-- BEGIN --

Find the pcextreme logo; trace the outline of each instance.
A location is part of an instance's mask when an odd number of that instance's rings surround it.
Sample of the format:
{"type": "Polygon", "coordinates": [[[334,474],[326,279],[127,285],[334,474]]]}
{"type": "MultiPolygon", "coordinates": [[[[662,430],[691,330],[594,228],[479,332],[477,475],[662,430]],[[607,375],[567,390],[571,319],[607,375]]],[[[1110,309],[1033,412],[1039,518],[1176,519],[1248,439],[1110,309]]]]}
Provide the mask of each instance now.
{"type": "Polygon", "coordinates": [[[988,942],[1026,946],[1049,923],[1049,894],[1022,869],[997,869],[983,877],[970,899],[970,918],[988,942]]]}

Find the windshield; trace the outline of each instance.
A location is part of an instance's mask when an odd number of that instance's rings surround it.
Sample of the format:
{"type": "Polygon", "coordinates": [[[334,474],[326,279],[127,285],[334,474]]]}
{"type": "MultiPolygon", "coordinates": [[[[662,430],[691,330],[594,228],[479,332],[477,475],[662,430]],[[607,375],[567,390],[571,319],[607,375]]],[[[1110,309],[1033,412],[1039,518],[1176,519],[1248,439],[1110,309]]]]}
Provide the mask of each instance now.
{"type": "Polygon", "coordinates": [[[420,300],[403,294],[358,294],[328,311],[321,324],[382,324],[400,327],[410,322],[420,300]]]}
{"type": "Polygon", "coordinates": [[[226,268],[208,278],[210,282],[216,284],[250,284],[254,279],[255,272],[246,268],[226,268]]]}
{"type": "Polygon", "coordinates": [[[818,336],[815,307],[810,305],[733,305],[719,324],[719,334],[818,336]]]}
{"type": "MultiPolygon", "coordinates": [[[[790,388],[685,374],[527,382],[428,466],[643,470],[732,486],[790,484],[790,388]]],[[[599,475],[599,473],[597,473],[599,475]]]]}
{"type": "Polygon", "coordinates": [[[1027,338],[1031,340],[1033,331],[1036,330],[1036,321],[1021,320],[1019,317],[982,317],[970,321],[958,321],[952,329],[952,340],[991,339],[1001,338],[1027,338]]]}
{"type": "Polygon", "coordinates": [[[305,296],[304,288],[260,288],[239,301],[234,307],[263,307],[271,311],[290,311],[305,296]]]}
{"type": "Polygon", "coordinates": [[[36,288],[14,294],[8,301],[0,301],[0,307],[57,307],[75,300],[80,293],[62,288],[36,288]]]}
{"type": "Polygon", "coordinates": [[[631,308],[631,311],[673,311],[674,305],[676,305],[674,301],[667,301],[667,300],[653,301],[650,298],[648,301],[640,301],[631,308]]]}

-- END --

- _YOUR GOAL_
Print out every record again, exactly and in full.

- _EXERCISE RESULT_
Find the pcextreme logo; trace the outline of each instance.
A location is part of an instance's mask when an odd number of that instance's rings surround it.
Sample of the format:
{"type": "Polygon", "coordinates": [[[334,474],[326,279],[127,285],[334,474]]]}
{"type": "MultiPolygon", "coordinates": [[[[662,430],[691,330],[594,228],[479,332],[477,475],[662,430]],[[607,375],[567,390],[571,319],[607,375]]],[[[1110,309],[1033,412],[1039,518],[1176,519],[1248,439],[1110,309]]]]}
Provide the mask of each instance now.
{"type": "Polygon", "coordinates": [[[988,942],[1026,946],[1049,923],[1049,894],[1022,869],[997,869],[983,877],[970,899],[970,918],[988,942]]]}

Find the windshield; trace the outline of each instance.
A location is part of an instance's mask when an odd number of that instance's rings surround it.
Sample of the format:
{"type": "Polygon", "coordinates": [[[334,474],[326,279],[127,285],[334,474]]]}
{"type": "MultiPolygon", "coordinates": [[[[662,430],[691,330],[594,228],[479,332],[477,475],[662,430]],[[607,375],[567,390],[571,319],[607,375]]],[[[1110,309],[1033,412],[1039,518],[1176,519],[1248,439],[1110,309]]]]}
Provide the mask of each instance now.
{"type": "Polygon", "coordinates": [[[420,300],[403,294],[358,294],[328,311],[321,324],[382,324],[400,327],[410,322],[420,300]]]}
{"type": "Polygon", "coordinates": [[[226,268],[208,278],[210,282],[216,284],[250,284],[254,279],[255,272],[246,268],[226,268]]]}
{"type": "Polygon", "coordinates": [[[818,336],[815,307],[810,305],[733,305],[719,324],[719,334],[818,336]]]}
{"type": "MultiPolygon", "coordinates": [[[[790,388],[685,374],[527,382],[428,466],[643,470],[732,486],[790,484],[790,388]]],[[[599,475],[599,473],[597,473],[599,475]]]]}
{"type": "Polygon", "coordinates": [[[1027,338],[1031,340],[1033,331],[1036,330],[1036,321],[1021,320],[1019,317],[982,317],[970,321],[958,321],[952,329],[952,340],[991,339],[1001,338],[1027,338]]]}
{"type": "Polygon", "coordinates": [[[305,296],[304,288],[260,288],[239,301],[234,307],[263,307],[271,311],[290,311],[305,296]]]}
{"type": "Polygon", "coordinates": [[[36,288],[14,294],[8,301],[0,301],[0,307],[57,307],[75,300],[80,293],[62,288],[36,288]]]}
{"type": "Polygon", "coordinates": [[[631,308],[631,311],[673,311],[674,305],[676,305],[674,301],[667,301],[667,300],[653,301],[650,298],[648,301],[640,301],[631,308]]]}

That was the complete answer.